* PROBLEM A *
Sum up the forum post about the GeForce GTX 860M in two sentences.

++++ SELECTED EXTRACT

# GeForce GTX 860M

## Barade

lspci:

 *Quote:*   

> 
> 
> 01:00.0 3D controller: NVIDIA Corporation GM107M [GeForce GTX 860M] (rev a2)
> 
> 00:02.0 VGA compatible controller: Intel Corporation 4th Gen Core Processor Integrated Graphics Controller (rev 06)
> ...

 

Using kernel 3.16.0

and nvidia-drivers 340.24

I've created the file nvidia.conf in xorg.d:

 *Quote:*   

> 
> 
> Section "Device"
> 
>      Identifier      "nvidia"
> ...

 

Now, if I use this configuration Xorg.0.log says no screens found. If I comment the nvidia device out it works.

Probably it is because my Lenovo Y50-70 has a Intel graphics card  as well which is for the display (I read somewhere). So how can I enable the nvidia card for graphics acceleration/video output etc etc if the intel graphics card is for the actual display output.

Next I called "eselect opengl set nvidia" and glxinfo and glxgears say:

 *Quote:*   

> 
> 
> name of display: :0
> 
> Xlib:  extension "GLX" missing on display ":0".

++++++++
++++ AVAILABLE DATA

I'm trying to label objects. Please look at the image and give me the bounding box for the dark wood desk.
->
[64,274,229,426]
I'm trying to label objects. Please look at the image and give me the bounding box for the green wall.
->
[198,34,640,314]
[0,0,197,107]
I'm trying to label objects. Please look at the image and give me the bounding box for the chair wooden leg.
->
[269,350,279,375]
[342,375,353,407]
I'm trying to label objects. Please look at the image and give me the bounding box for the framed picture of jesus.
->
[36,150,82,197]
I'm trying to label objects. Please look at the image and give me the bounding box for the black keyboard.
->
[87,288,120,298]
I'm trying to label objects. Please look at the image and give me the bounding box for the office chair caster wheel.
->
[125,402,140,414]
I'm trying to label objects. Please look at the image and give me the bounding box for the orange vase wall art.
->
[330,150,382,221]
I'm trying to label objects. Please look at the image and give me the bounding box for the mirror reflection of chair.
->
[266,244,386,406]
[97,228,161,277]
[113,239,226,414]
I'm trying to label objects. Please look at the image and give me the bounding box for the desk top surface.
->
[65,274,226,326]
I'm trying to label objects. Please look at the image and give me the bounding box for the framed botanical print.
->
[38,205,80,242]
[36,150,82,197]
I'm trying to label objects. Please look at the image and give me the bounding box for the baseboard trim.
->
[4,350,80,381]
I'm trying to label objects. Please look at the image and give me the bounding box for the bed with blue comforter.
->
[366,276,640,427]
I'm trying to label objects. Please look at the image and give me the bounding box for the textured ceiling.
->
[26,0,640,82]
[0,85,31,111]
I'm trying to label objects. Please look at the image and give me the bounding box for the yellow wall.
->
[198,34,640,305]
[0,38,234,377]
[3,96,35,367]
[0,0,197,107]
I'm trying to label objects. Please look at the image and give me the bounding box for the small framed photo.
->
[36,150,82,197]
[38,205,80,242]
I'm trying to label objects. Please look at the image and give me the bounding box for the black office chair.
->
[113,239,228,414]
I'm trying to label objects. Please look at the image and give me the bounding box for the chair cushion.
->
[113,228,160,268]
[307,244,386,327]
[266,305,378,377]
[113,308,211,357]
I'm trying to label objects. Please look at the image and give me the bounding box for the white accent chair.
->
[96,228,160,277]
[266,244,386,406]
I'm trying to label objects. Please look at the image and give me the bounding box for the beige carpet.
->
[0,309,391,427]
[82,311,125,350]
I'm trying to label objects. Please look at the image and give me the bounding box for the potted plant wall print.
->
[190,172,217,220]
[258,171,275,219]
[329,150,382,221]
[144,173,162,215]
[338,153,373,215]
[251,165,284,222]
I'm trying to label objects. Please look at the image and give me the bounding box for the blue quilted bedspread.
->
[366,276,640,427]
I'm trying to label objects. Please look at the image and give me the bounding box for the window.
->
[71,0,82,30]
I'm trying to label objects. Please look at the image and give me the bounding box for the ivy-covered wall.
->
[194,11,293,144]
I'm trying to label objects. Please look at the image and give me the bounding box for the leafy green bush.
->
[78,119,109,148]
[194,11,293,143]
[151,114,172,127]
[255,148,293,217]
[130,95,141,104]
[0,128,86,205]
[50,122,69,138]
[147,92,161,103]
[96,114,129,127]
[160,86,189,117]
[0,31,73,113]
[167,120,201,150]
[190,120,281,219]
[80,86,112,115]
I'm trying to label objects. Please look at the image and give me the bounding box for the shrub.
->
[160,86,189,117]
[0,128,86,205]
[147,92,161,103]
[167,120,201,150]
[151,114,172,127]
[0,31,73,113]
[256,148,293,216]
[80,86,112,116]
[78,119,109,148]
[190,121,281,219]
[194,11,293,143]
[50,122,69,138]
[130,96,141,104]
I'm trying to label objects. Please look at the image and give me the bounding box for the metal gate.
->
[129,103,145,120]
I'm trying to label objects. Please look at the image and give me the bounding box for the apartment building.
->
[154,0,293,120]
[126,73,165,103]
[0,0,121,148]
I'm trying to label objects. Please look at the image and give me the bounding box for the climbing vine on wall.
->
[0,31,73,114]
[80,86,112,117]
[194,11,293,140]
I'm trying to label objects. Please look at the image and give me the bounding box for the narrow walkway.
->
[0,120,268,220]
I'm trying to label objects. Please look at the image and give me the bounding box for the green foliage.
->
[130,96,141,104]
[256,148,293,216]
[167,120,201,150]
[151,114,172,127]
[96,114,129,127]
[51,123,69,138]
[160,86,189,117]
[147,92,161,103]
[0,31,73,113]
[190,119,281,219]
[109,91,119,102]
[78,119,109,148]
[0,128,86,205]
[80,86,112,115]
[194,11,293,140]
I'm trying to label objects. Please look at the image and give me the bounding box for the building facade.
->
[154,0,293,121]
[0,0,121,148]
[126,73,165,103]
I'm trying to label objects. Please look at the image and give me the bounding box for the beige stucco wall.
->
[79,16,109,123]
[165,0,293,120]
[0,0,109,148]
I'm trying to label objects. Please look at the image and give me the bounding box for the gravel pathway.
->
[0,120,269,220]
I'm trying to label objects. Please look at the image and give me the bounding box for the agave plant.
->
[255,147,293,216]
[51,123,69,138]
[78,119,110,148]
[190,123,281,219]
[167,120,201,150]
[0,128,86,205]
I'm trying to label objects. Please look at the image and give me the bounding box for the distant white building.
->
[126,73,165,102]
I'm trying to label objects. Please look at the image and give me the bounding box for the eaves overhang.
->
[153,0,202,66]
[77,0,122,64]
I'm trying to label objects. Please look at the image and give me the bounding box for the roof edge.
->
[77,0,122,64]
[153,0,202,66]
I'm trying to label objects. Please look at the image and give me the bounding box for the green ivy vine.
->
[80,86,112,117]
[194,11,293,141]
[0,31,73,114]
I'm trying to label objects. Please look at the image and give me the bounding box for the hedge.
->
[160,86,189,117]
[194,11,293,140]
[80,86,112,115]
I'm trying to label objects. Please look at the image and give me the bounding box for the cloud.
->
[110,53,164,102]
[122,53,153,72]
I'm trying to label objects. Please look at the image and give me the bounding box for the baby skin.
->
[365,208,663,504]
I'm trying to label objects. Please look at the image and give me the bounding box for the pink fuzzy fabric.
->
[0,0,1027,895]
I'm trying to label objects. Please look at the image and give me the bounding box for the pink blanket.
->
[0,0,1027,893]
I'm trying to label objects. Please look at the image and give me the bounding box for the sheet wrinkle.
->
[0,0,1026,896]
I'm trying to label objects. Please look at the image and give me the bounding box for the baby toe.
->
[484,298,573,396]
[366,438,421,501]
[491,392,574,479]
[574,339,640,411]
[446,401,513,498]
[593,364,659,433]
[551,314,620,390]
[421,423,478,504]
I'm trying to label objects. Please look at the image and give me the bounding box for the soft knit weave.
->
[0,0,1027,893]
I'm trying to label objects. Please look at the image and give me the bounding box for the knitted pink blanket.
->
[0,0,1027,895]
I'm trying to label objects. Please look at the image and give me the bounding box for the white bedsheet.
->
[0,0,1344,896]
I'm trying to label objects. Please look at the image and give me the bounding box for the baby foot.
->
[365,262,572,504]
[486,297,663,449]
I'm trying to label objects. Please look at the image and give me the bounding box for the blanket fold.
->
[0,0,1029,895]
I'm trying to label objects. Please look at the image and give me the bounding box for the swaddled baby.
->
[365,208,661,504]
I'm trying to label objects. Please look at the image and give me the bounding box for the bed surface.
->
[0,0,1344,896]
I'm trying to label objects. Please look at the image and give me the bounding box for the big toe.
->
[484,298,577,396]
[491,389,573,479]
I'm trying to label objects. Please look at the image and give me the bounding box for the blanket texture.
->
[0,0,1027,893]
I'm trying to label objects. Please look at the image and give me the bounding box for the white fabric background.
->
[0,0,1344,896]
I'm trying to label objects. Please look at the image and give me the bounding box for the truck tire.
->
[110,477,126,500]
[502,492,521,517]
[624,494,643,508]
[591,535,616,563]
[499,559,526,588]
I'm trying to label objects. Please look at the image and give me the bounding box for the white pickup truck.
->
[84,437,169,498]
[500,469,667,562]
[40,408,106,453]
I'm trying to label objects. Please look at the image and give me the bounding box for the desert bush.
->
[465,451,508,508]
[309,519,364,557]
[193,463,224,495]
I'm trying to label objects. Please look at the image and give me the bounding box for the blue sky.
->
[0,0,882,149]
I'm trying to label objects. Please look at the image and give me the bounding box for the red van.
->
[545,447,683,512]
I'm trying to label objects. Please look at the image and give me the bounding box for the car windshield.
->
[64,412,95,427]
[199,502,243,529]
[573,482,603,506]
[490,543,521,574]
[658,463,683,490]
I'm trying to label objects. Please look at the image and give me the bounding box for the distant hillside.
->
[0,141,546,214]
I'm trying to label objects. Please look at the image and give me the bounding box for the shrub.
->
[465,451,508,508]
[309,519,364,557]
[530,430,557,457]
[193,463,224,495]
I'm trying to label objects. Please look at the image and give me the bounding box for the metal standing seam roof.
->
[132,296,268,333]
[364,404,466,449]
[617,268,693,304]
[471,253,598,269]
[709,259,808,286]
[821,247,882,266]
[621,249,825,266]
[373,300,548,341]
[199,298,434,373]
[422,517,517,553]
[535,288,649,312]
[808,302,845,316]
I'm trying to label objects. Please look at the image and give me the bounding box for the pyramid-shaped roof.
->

++++++++

* PROBLEM B *
In the entries, from the line with "vine on wall." to the line with "[0,120,268,220]", switch "narrow walkway" to "paved path" and give those lines again with nothing else changed.

* FINAL ANSWER A *
On a Lenovo Y50-70 with both an NVIDIA GeForce GTX 860M and an Intel integrated graphics controller, running kernel 3.16.0 and nvidia-drivers 340.24, the poster created an nvidia.conf file, but Xorg.0.log reports no screens found unless the nvidia device is commented out. The poster asks how to enable the NVIDIA card for graphics acceleration when the Intel card drives the display, and reports that after running "eselect opengl set nvidia", glxinfo and glxgears say the GLX extension is missing on display ":0".

* FINAL ANSWER B *
I'm trying to label objects. Please look at the image and give me the bounding box for the climbing vine on wall.
->
[0,31,73,114]
[80,86,112,117]
[194,11,293,140]
I'm trying to label objects. Please look at the image and give me the bounding box for the paved path.
->
[0,120,268,220]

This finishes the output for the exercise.